> **Texte retenu**:
###

Vendre ses organes, le phénomène qui inquiète les Espagnols

CRISE - "Une chômeuse espagnole met ses organes en vente". Voici l'histoire qui fait les gros titres de la presse espagnole ce lundi 12 novembre après la publication d'une interview vidéo par le quotidien El Mundo.

À 44 ans, une quadragénaire désespérée confie être prête à vendre tous les organes qui ne sont pas indispensables à sa survie pour pouvoir payer un logement pour elle et sa fille.

"J'ai d'abord mis en vente un rein, maintenant je propose aussi les cornées de mes yeux, un de mes poumons, un morceau de mon foie... Je vends n'importe quel organe de mon corps à qui peut le payer, et je fais cela parce que je suis tout simplement désespérée", raconte la quadragénaire.

Voir le témoignage en espagnol sur le site d'El Mundo

"J'ai besoin d'un logement (...) pour y installer mon foyer, dans un endroit digne", déclare cette femme, le visage dissimulé derrière ses cheveux et une paire de lunettes de soleil. La quadragénaire indique être sans travail et souffrir d'une incapacité à 66% à cause des mauvais traitements que lui a fait subir l'homme avec qui elle a vécu pendant 18 ans et qui veut maintenant la faire expulser de la maison où elle vit avec sa fille.

"J'ai reçu un préavis d'expulsion pour ma fille et moi. Nous n'avons pas de famille, nous ne savons pas où aller", poursuit-elle.

Une petite annonce sur Internet

Selon El Mundo, cette femme a publié, deux semaines plus tôt, une annonce sur Internet pour proposer ses organes.

"Je n'ai pas d'autre moyen pour essayer de sauver ma vie et celle de ma fille. Si avec le temps qu'il me reste à vivre je peux ainsi donner à ma fille la force qui lui permette de sortir de cette situation, bien sûr, je vends mes organes", aurait-elle écrit dans l'annonce sans fixer de prix.

Le quotidien précise qu'elle n'a toujours pas reçu d'offre, mais l'Espagnole aurait déjà pris contact avec un médecin à Melilla (une enclave espagnole sur la côte marocaine) dans la perspective d'un éventuel prélèvement.

###

> **Entrées fournies**:
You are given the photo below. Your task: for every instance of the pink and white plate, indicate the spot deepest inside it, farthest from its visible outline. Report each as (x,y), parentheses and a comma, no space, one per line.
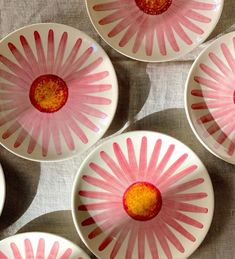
(210,98)
(58,92)
(2,190)
(36,245)
(154,30)
(142,195)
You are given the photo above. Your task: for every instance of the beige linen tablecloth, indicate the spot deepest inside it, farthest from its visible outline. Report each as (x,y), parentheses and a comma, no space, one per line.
(38,194)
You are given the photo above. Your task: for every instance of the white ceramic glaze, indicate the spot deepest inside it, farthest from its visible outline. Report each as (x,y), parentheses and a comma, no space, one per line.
(58,92)
(35,245)
(210,98)
(154,31)
(171,225)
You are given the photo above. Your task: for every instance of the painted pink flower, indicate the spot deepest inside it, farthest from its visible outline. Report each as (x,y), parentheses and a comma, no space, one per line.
(142,202)
(40,253)
(140,21)
(51,94)
(216,98)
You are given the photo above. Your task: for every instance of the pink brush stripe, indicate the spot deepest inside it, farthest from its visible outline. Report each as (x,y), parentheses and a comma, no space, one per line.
(92,111)
(72,56)
(89,88)
(187,207)
(15,251)
(171,38)
(132,30)
(54,251)
(107,176)
(123,162)
(30,56)
(77,64)
(161,39)
(119,242)
(161,166)
(131,243)
(50,51)
(100,195)
(116,217)
(113,166)
(139,36)
(109,239)
(40,249)
(40,53)
(172,238)
(132,157)
(185,186)
(202,6)
(3,256)
(197,16)
(141,243)
(152,244)
(67,254)
(18,71)
(179,228)
(162,240)
(173,168)
(28,249)
(109,6)
(14,79)
(143,159)
(101,184)
(21,60)
(174,179)
(84,71)
(153,160)
(60,53)
(176,26)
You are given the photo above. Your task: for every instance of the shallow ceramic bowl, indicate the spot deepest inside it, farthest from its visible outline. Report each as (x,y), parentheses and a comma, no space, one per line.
(210,98)
(154,30)
(36,245)
(2,190)
(142,195)
(58,92)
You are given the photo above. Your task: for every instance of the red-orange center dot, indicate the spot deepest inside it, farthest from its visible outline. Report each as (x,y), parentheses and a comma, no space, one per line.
(48,93)
(153,7)
(142,201)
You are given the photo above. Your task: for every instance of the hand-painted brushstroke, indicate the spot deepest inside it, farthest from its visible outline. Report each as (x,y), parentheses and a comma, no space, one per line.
(124,172)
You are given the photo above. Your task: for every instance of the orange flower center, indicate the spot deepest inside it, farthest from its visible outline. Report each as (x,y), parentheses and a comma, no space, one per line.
(142,201)
(153,7)
(48,93)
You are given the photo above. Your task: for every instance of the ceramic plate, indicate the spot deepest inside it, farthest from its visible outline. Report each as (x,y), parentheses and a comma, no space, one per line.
(154,30)
(142,195)
(2,190)
(39,246)
(58,92)
(210,98)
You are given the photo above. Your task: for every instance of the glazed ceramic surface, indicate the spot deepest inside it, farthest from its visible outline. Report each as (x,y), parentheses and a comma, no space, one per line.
(210,98)
(58,92)
(2,190)
(154,30)
(142,195)
(37,245)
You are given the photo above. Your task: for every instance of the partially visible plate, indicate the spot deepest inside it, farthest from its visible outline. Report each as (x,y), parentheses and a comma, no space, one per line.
(142,195)
(36,245)
(58,92)
(210,98)
(2,189)
(154,31)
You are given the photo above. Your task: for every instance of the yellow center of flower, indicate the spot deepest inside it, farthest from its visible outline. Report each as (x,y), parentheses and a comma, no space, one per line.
(153,7)
(142,201)
(48,93)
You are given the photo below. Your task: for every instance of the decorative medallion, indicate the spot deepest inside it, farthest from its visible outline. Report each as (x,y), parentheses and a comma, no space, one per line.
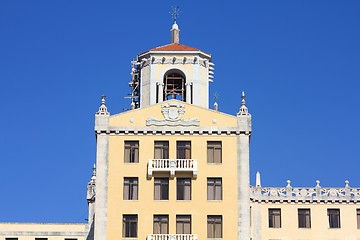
(172,113)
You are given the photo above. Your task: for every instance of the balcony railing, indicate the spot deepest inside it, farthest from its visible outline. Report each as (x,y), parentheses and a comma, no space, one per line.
(172,166)
(171,237)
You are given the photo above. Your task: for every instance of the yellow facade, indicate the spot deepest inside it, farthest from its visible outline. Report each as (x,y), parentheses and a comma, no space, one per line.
(198,207)
(319,228)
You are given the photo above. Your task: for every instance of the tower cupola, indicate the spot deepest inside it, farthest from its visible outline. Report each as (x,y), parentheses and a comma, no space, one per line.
(172,71)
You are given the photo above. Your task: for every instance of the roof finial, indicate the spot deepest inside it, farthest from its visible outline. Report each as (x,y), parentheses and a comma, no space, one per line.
(175,31)
(175,12)
(103,108)
(243,109)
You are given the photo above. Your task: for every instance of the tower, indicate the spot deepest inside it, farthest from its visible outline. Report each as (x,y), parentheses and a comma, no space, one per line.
(170,160)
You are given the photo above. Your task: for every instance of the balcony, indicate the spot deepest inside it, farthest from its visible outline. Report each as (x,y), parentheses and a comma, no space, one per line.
(171,237)
(172,166)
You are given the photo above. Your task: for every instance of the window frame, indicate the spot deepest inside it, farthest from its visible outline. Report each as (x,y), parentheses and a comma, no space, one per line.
(130,193)
(131,151)
(163,146)
(163,184)
(212,148)
(334,219)
(182,186)
(127,226)
(181,219)
(160,219)
(304,218)
(213,183)
(183,149)
(274,217)
(212,222)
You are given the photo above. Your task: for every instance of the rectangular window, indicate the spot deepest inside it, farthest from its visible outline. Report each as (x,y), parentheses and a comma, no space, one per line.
(131,152)
(274,218)
(214,152)
(130,188)
(161,224)
(214,226)
(130,226)
(334,218)
(161,188)
(183,189)
(161,150)
(183,150)
(214,188)
(304,219)
(183,224)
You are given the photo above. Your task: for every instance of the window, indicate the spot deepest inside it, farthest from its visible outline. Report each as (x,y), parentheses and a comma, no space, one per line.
(274,218)
(129,225)
(183,150)
(214,152)
(161,188)
(161,224)
(174,85)
(183,224)
(161,150)
(214,226)
(304,219)
(334,218)
(130,188)
(131,152)
(183,189)
(214,186)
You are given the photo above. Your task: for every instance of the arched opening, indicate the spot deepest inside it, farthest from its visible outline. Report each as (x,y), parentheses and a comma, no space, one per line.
(174,85)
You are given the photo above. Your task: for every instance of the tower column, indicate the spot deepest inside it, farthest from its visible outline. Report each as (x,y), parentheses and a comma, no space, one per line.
(188,92)
(243,171)
(161,92)
(102,145)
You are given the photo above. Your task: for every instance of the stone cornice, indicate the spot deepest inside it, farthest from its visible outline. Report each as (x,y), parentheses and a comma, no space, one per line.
(172,131)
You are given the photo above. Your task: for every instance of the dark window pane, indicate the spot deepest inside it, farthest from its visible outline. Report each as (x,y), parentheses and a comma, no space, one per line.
(214,152)
(130,225)
(274,218)
(304,220)
(161,150)
(161,188)
(131,152)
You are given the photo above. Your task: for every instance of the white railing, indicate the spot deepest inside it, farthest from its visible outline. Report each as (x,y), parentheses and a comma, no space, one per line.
(171,237)
(172,166)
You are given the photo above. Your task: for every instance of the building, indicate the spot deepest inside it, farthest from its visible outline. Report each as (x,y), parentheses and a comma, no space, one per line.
(172,167)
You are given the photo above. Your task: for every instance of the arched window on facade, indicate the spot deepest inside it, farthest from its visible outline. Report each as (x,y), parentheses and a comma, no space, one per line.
(174,85)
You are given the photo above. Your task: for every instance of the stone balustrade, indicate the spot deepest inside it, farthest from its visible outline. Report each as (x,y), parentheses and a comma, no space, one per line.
(172,166)
(300,194)
(171,237)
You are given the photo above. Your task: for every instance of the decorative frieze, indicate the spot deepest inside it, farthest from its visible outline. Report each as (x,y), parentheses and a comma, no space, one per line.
(300,194)
(171,237)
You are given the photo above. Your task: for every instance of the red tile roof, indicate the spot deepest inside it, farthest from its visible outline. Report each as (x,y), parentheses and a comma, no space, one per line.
(174,47)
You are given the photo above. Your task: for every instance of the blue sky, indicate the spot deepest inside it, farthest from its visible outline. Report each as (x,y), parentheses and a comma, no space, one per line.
(297,61)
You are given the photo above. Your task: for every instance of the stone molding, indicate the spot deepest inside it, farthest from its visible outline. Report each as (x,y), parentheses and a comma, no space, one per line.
(152,131)
(35,233)
(304,194)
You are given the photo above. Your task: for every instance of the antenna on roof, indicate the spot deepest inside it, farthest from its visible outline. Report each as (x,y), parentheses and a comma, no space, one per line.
(175,12)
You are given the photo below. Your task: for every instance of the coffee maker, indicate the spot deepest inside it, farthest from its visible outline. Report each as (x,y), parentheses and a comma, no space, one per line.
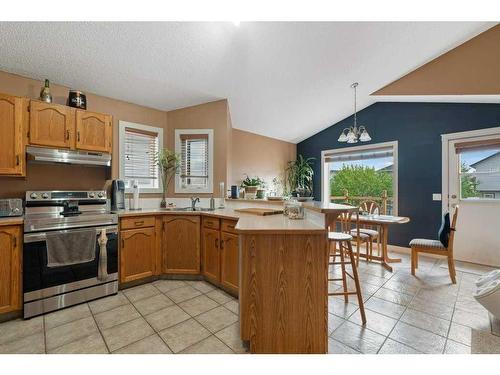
(117,195)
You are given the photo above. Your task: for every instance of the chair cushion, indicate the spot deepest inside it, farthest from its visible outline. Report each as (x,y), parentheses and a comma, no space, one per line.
(370,232)
(339,236)
(444,230)
(362,235)
(430,244)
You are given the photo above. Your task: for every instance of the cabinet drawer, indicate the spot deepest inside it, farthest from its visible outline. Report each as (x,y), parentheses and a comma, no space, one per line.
(137,222)
(228,226)
(211,222)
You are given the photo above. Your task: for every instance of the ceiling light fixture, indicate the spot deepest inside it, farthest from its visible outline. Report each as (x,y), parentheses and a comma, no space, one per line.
(354,133)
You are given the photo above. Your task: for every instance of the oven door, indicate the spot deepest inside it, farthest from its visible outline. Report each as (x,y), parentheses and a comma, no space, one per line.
(40,281)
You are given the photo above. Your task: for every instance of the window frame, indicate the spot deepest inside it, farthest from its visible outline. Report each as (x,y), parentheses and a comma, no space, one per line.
(122,125)
(325,183)
(178,189)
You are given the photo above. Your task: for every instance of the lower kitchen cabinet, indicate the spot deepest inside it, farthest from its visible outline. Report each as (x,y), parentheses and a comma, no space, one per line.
(229,265)
(10,268)
(181,245)
(137,254)
(211,262)
(220,254)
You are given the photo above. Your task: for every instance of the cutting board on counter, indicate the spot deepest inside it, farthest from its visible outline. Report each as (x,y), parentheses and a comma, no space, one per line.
(260,211)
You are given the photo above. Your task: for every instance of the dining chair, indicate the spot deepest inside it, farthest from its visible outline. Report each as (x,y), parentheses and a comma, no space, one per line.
(436,247)
(344,239)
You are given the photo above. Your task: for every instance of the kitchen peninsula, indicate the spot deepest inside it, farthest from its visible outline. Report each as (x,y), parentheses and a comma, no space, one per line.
(282,266)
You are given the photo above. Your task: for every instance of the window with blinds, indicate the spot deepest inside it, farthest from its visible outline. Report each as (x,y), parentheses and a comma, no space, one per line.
(195,149)
(194,160)
(479,169)
(139,145)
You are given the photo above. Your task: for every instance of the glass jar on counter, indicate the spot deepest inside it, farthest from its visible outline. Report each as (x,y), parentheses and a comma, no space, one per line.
(294,210)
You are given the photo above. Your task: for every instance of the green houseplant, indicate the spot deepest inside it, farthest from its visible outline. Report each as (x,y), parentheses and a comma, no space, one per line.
(168,162)
(300,176)
(251,186)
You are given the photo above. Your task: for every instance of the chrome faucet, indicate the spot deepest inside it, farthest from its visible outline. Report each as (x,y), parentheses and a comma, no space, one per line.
(194,200)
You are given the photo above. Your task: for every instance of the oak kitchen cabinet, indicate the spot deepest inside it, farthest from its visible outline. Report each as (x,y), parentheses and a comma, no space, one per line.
(51,125)
(138,249)
(93,131)
(181,244)
(10,268)
(59,126)
(220,252)
(13,117)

###

> **Consigne**: Recopiez à l'identique le passage de l'article sur la chômeuse espagnole qui va de « À 44 ans, une » à « et sa fille. ».

> **Résultat ci-dessous**:
À 44 ans, une quadragénaire désespérée confie être prête à vendre tous les organes qui ne sont pas indispensables à sa survie pour pouvoir payer un logement pour elle et sa fille.